Collect and copy out every line in the records below that contains the string "cabinet". Matching is case-sensitive.

● SUPPLIED ENTRIES
== == ==
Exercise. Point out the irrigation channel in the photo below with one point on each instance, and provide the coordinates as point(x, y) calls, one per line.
== == ==
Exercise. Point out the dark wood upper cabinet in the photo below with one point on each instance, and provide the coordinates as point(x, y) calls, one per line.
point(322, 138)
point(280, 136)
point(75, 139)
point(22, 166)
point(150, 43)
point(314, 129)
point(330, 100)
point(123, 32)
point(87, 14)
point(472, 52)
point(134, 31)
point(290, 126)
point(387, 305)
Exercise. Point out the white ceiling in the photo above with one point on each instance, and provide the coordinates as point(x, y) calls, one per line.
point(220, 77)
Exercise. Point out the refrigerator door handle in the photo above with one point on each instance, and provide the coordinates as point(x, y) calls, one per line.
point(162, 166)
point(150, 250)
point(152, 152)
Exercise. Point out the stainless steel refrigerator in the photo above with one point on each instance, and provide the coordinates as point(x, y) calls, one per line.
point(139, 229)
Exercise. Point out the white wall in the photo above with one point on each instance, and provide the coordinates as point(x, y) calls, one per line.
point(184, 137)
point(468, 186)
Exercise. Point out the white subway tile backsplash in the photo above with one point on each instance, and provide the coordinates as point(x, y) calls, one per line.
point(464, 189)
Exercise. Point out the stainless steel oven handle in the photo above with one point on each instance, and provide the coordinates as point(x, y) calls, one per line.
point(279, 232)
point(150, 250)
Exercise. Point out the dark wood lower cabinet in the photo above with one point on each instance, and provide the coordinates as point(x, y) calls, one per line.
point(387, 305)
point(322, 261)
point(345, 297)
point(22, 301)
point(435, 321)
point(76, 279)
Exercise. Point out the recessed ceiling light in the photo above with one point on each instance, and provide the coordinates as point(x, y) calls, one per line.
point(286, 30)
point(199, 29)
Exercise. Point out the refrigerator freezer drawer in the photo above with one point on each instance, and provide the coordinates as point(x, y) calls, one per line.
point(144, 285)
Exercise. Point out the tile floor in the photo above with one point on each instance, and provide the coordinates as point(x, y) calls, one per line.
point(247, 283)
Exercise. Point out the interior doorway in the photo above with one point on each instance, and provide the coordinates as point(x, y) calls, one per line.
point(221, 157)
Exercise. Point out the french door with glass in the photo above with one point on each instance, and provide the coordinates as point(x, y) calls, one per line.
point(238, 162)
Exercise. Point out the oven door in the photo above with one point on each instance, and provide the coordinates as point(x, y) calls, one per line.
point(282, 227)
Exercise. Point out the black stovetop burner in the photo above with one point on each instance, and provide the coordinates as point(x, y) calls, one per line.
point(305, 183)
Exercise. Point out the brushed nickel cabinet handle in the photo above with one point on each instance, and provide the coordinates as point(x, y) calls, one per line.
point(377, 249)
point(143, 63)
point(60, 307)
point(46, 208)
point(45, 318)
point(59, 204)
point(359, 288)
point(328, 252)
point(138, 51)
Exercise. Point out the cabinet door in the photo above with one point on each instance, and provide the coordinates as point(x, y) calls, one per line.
== == ==
● RESULT
Exercise. Point out the dark wood upper cabinet in the photo below with one point on each instance, and provide the coordinates as point(x, y) calls, one per line.
Exercise. Point out the dark wood lower cabinet in the photo above with one point on each instance, and provide the coordinates as point(x, y) calls, one per line.
Exercise. Point out the brushed nickel cabinet handle in the photo above with one point on each instance, and provide the coordinates as point(x, y) calls, one per line.
Exercise. Point out the cabinet door in the photo above with one point on each instance, and provide the coordinates as point(x, y) calls, one per line.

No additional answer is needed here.